Written instruction ▸
Pictures are not part of the copy; repeat everything else in the records exactly.

(Position identification records)
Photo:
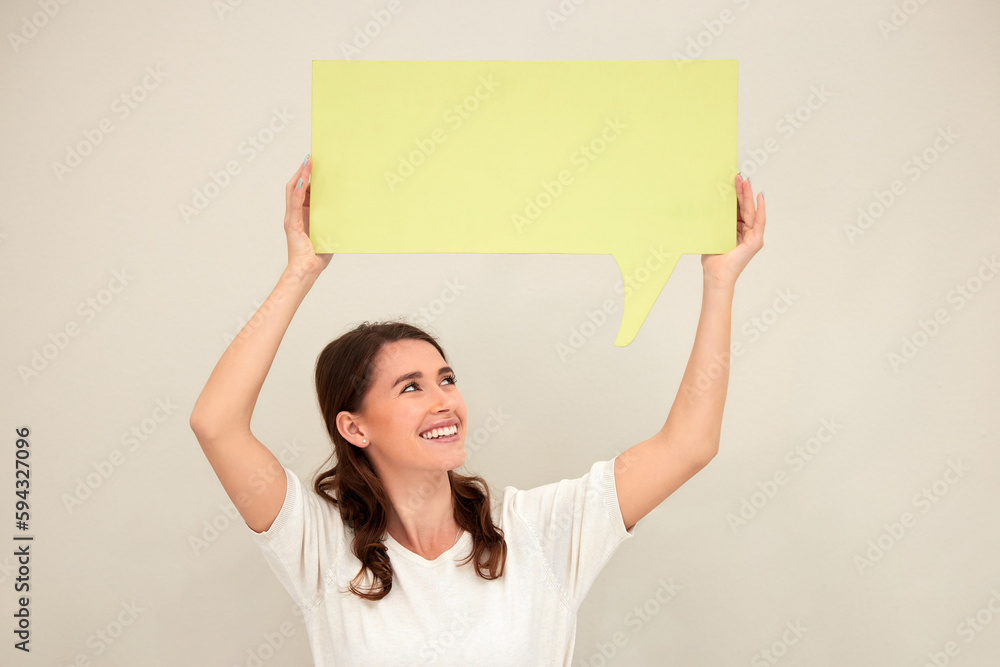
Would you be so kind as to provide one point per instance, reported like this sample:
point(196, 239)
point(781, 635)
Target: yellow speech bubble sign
point(635, 159)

Written answer ▸
Photo:
Would you be so kind as to provide one point per instance, reported like this sample:
point(196, 239)
point(781, 635)
Target: yellow speech bubble sign
point(635, 159)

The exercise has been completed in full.